Jewish theater owner/director Lucas Steiner (Heinz Bennent) must hide in the cellar to avoid one way passage to a concentration camp, so his Aryan wife/leading actress Marion (Catherine Deneuve) takes over the business portion by day, sneaking conjugal visits by night while maintaining a suite at the Hotel Neuf. As far as the Nazis know, Steiner has escaped France; only his wife knows his true whereabout--in Occupied France no one can be trusted with such secrets, not when informers can be rewarded.
Marion hires Grand Guigol actor Bernard Granger (Gérard Depardieu) for the lead in the next production, Disappearance, which will be guided largely by Lucas' handwritten notes. A well-established ladies man, Granger likewise has a secret: He is a member of the Resistance, so it is no surprise that he and Marion will eventually be drawn together. Both hate the Nazis, but Marion favors keeping a low profile so she can keep the theater running, while Bernard terrorizes them with explosive devices. Don't expect a lot of fireworks on the screen sparked from Marion's love affair with Bernard--it's greatly underplayed, and it takes Marion's husband to first point out to her that Bernard has fallen for her.
Deneuve naturally carries the film, as we'd expect from an actress of her stature. Truffaut always had her in mind for the character, thinking that she would be ideal to play the energetic but aloof woman upon which the entire film depends. She delivers well as the central figure wedged between her steadfast loyalty and her new love interest, and shows her conflict without melodrama. Deneuve is so restrained with her body language that we discover she has a growing fondness for Depardieu's character only by observing the small gestures. That is in keeping with Truffaut's own nature, as he was quietly and privately a lover of most of his leading ladies(Deneuve included).

+ + +

* **Your tasks**
A – Write out the film review's passage beginning at the words "Deneuve naturally carries" and stopping after "leading ladies(Deneuve included).".
B – In the film review, what is the title of the production for which Marion hires Bernard Granger as the lead?
C – Summarize the film review in two sentences.
Rely only on the film review for what follows.

* **Data for analysis**
+ + +

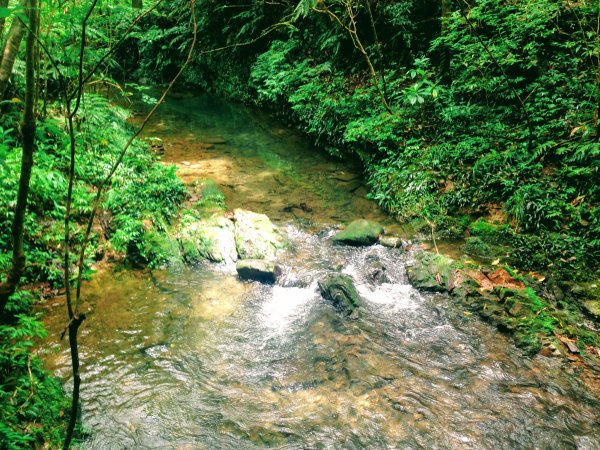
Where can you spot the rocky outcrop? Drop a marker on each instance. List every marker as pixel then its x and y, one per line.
pixel 491 292
pixel 255 235
pixel 258 270
pixel 359 233
pixel 339 289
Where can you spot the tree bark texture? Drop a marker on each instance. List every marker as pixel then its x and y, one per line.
pixel 28 136
pixel 10 50
pixel 3 4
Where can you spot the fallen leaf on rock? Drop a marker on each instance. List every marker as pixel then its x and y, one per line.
pixel 502 278
pixel 483 281
pixel 537 276
pixel 569 343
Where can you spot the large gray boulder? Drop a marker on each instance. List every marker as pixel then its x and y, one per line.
pixel 359 233
pixel 255 236
pixel 208 239
pixel 339 289
pixel 258 269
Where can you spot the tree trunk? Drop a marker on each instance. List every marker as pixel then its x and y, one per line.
pixel 28 136
pixel 445 74
pixel 11 48
pixel 3 4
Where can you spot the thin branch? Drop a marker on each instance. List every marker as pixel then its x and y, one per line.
pixel 353 32
pixel 506 78
pixel 117 163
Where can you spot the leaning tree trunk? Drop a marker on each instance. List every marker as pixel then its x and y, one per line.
pixel 3 4
pixel 28 135
pixel 11 48
pixel 445 56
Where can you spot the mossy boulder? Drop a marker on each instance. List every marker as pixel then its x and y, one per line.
pixel 340 290
pixel 208 198
pixel 432 272
pixel 359 233
pixel 258 269
pixel 255 235
pixel 208 239
pixel 474 246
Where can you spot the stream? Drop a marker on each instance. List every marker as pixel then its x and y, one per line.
pixel 194 358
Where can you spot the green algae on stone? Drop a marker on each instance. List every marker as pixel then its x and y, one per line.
pixel 208 239
pixel 258 269
pixel 340 290
pixel 359 232
pixel 255 235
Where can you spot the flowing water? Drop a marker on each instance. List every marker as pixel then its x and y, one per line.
pixel 197 359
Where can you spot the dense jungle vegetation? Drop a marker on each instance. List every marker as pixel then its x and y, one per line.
pixel 471 119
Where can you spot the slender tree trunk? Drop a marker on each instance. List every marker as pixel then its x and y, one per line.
pixel 445 74
pixel 3 4
pixel 28 135
pixel 11 48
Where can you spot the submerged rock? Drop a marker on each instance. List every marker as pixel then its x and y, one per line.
pixel 340 290
pixel 375 269
pixel 360 232
pixel 391 242
pixel 474 246
pixel 211 239
pixel 255 235
pixel 432 272
pixel 258 269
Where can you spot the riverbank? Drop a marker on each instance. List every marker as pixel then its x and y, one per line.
pixel 141 201
pixel 447 147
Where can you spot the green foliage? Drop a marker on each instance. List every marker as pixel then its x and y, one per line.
pixel 511 127
pixel 32 403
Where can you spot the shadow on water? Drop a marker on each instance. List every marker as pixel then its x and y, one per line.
pixel 196 358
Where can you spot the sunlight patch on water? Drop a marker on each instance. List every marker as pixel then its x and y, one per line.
pixel 285 305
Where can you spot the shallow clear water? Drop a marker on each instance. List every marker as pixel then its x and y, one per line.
pixel 196 358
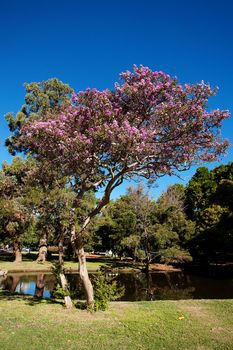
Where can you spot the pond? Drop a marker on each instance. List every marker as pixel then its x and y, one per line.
pixel 138 286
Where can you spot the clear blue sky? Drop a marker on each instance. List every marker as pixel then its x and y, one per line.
pixel 88 43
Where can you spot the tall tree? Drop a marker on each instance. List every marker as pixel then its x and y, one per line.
pixel 209 201
pixel 15 216
pixel 39 99
pixel 148 126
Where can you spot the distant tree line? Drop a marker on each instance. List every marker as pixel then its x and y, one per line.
pixel 184 223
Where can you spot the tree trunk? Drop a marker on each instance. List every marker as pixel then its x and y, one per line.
pixel 73 233
pixel 42 249
pixel 17 251
pixel 84 276
pixel 39 286
pixel 15 282
pixel 61 251
pixel 67 299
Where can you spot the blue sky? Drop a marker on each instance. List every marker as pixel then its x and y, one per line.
pixel 88 43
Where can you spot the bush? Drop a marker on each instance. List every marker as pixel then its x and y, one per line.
pixel 105 290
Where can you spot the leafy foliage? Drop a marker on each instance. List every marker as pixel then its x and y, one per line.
pixel 106 289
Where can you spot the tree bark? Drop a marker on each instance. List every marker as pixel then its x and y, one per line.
pixel 42 249
pixel 15 282
pixel 39 286
pixel 17 251
pixel 67 299
pixel 84 276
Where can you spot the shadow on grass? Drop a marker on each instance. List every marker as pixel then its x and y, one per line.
pixel 27 299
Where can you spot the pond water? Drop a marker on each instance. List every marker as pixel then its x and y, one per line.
pixel 138 286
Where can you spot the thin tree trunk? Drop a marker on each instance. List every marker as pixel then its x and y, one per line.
pixel 67 299
pixel 85 277
pixel 17 251
pixel 39 290
pixel 61 251
pixel 15 282
pixel 42 249
pixel 72 232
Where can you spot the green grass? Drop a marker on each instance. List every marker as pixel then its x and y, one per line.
pixel 28 324
pixel 28 265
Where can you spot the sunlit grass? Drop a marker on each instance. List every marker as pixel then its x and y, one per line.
pixel 205 324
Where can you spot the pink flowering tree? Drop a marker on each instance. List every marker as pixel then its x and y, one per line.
pixel 148 126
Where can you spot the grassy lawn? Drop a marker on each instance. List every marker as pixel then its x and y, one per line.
pixel 29 264
pixel 29 324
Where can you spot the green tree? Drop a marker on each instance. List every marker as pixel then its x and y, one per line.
pixel 40 98
pixel 210 204
pixel 15 216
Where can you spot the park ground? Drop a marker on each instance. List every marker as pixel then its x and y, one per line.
pixel 27 323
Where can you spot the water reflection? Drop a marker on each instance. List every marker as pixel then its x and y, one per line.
pixel 138 286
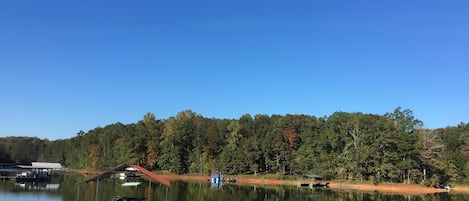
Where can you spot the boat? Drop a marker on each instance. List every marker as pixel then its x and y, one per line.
pixel 33 176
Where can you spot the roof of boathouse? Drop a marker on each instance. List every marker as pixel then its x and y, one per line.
pixel 42 165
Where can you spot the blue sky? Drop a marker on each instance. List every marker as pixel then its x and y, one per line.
pixel 67 66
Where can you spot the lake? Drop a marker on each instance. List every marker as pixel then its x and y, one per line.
pixel 65 188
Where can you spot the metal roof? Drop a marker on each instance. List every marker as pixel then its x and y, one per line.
pixel 44 165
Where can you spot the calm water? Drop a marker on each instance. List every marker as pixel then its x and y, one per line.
pixel 65 188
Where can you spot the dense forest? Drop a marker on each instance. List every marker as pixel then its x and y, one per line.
pixel 393 147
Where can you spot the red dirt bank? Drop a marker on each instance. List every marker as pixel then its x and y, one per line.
pixel 408 189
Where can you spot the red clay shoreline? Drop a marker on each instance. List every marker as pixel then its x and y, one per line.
pixel 405 189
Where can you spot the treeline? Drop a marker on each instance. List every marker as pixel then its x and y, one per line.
pixel 392 147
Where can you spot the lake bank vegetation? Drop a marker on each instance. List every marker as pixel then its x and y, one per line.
pixel 393 147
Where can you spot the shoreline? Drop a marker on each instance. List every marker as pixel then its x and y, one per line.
pixel 402 189
pixel 392 188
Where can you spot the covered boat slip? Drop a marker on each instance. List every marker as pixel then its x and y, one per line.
pixel 147 175
pixel 123 167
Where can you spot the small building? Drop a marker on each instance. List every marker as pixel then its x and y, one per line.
pixel 44 166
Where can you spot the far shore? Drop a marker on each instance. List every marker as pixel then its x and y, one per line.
pixel 406 189
pixel 393 188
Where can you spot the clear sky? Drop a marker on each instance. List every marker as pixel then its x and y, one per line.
pixel 67 66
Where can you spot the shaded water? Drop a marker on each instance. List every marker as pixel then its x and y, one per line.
pixel 65 188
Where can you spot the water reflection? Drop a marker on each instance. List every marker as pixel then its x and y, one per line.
pixel 66 188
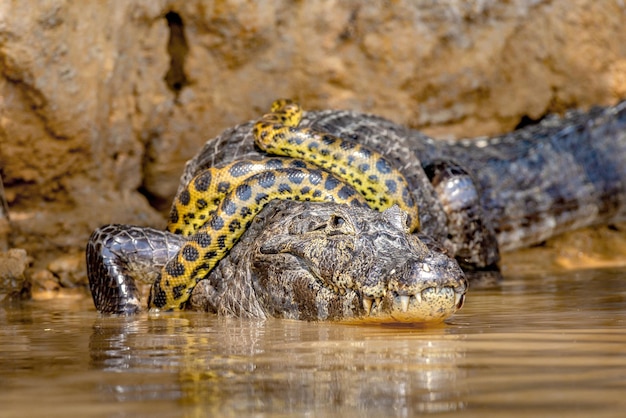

+ + +

* **Set of answers**
A –
Deneuve naturally carries the film, as we'd expect from an actress of her stature. Truffaut always had her in mind for the character, thinking that she would be ideal to play the energetic but aloof woman upon which the entire film depends. She delivers well as the central figure wedged between her steadfast loyalty and her new love interest, and shows her conflict without melodrama. Deneuve is so restrained with her body language that we discover she has a growing fondness for Depardieu's character only by observing the small gestures. That is in keeping with Truffaut's own nature, as he was quietly and privately a lover of most of his leading ladies(Deneuve included).

B – Disappearance

C – In Occupied France, Jewish theater director Lucas Steiner hides in the cellar while his wife Marion runs the theater and hires actor Bernard Granger, a secret member of the Resistance, with whom she gradually falls in love. Deneuve carries the film in a restrained performance that shows Marion's conflict between loyalty and new love without melodrama, revealing her growing fondness for Bernard only through small gestures.